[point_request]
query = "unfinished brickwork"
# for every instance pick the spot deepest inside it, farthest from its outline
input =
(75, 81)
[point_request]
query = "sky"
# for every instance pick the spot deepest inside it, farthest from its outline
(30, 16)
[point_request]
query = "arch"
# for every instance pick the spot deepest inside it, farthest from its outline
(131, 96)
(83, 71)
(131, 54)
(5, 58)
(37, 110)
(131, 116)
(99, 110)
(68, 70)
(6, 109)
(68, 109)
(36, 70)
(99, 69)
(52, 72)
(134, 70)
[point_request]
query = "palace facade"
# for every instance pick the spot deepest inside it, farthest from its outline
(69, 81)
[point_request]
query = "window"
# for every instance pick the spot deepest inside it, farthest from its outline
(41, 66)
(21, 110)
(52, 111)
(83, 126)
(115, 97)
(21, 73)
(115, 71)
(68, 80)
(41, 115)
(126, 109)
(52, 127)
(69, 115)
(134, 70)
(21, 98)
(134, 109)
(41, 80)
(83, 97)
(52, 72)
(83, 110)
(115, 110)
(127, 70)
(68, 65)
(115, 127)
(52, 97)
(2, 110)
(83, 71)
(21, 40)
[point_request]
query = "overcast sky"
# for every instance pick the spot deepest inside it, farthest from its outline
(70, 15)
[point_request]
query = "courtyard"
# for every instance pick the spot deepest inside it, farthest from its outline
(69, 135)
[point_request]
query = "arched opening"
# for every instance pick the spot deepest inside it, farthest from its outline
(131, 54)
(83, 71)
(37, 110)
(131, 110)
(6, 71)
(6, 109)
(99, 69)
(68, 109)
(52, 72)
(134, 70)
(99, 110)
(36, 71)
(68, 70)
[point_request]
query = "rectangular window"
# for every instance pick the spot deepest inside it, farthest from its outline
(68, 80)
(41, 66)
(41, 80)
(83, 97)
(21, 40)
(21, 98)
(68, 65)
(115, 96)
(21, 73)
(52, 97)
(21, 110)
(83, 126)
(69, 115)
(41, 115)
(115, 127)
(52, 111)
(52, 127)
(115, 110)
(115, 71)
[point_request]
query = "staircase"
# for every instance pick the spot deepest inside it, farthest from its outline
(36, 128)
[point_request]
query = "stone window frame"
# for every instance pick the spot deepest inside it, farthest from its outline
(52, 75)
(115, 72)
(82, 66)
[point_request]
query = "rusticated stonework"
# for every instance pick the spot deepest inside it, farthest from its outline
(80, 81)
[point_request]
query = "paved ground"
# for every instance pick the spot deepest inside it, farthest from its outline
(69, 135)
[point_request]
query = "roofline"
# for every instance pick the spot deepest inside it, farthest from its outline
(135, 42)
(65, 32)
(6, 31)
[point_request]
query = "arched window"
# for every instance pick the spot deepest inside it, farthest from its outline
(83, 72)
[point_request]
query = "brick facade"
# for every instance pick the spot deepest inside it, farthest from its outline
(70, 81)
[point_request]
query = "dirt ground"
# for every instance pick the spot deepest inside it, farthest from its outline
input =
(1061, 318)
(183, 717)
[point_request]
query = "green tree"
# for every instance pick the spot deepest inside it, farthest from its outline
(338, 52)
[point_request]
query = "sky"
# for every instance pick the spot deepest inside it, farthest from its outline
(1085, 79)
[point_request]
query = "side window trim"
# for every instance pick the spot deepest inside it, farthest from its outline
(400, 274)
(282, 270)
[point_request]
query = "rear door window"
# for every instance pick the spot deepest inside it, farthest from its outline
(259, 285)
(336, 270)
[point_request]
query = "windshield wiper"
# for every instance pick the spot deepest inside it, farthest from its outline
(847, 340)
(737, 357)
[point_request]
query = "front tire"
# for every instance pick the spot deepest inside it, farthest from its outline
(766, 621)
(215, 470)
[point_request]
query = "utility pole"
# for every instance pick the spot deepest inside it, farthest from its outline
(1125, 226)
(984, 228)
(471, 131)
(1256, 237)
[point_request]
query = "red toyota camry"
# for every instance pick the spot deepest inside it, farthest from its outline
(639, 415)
# # # # # # #
_Direction_
Reproduce all of the entries word for word.

_Exercise answer_
[point_request]
query = "unfinished brickwork"
# for every instance pick the spot deepest inside it, farthest from its outline
input =
(75, 81)
[point_request]
query = "sky"
# for every instance pick the spot deepest inside it, farthest from its outline
(30, 16)
[point_request]
query = "arch"
# for every instance pick the spot deepest inside it, farthest from its outline
(131, 96)
(83, 71)
(131, 54)
(5, 58)
(37, 110)
(131, 116)
(99, 110)
(68, 70)
(6, 109)
(68, 109)
(36, 70)
(99, 69)
(52, 72)
(134, 70)
[point_request]
query = "palace facade"
# for every instance pick the spot deepest inside it, farthest from its outline
(69, 81)
[point_request]
query = "window"
# for every instance pick the spot deepest inside it, farthest from its outline
(41, 66)
(21, 110)
(52, 111)
(83, 126)
(115, 97)
(21, 73)
(115, 71)
(68, 80)
(41, 115)
(126, 109)
(52, 127)
(69, 115)
(134, 70)
(21, 98)
(134, 109)
(41, 80)
(83, 97)
(52, 72)
(83, 110)
(115, 110)
(127, 70)
(68, 65)
(115, 127)
(52, 97)
(2, 110)
(83, 71)
(21, 40)
[point_request]
query = "overcast sky"
# for every instance pick the spot deepest inside it, farthest from its outline
(70, 15)
[point_request]
query = "courtyard"
# for every instance pick the spot deepest inside it, farthest from its outline
(69, 135)
[point_request]
query = "arched opening"
# for every instance pick the spot deepest inside it, farthest from its outline
(131, 54)
(83, 71)
(37, 110)
(131, 110)
(6, 71)
(6, 109)
(99, 69)
(68, 109)
(52, 72)
(134, 70)
(99, 110)
(36, 71)
(68, 70)
[point_request]
query = "rectangular window"
# for every instance pick the spot deepest inside it, farthest from its outline
(68, 80)
(41, 66)
(41, 80)
(83, 97)
(21, 40)
(21, 98)
(68, 65)
(115, 96)
(21, 73)
(52, 97)
(21, 110)
(83, 126)
(69, 115)
(41, 115)
(115, 127)
(52, 111)
(52, 127)
(115, 110)
(115, 71)
[point_request]
query = "staircase"
# for every instance pick the spot deepest inside it, farthest from its outline
(36, 128)
[point_request]
query = "stone window frame"
# for every instance pick the spot deepest inside it, farthest from its outline
(52, 75)
(115, 72)
(82, 66)
[point_request]
query = "rusticated stonework"
# for every instance pick the spot deepest inside it, farthest from its outline
(80, 81)
[point_request]
query = "paved ground"
# for every instance pick the spot deepest inside it, farthest from its outline
(69, 135)
[point_request]
query = "roofline"
# for every instance pick the spot deepest inside it, farthest from its outline
(135, 42)
(65, 32)
(6, 31)
[point_request]
query = "arched window"
# for every instance pick the spot deepest inside it, farthest from its outline
(83, 72)
[point_request]
query = "brick facade"
# for every instance pick the spot deepest inside it, farthest from its outline
(70, 81)
[point_request]
query = "dirt ground"
# for every instance pick the spot deepest inside it, farthest from its outline
input =
(1061, 318)
(183, 717)
[point_request]
query = "green tree"
# for every instance pick the spot deepest inside it, farthest from its outline
(338, 52)
[point_request]
query = "sky"
# for every instance pick the spot deepest inside it, farthest from its outline
(1085, 79)
[point_request]
query = "side window trim"
# for every instance pick the spot deepest inside it, farthest from its outline
(400, 274)
(282, 270)
[point_request]
query = "rear door window"
# for every instance pick the spot deepest inside it, farthest from its outline
(259, 285)
(336, 270)
[point_request]
query = "windshield wiper"
# for every instance pick the spot deepest inside it, farthest from its outline
(847, 340)
(737, 357)
[point_request]
query = "front tire"
# for every instance pick the spot deepest inside it, farthest from its outline
(766, 621)
(215, 470)
[point_request]
query = "utility pole"
# for every instance pick the spot deepest inside it, farthest from its outline
(1125, 226)
(984, 228)
(471, 131)
(1256, 237)
[point_request]
query = "red toyota camry"
# for every instance pick the spot deepest inside it, farthest from its outline
(639, 415)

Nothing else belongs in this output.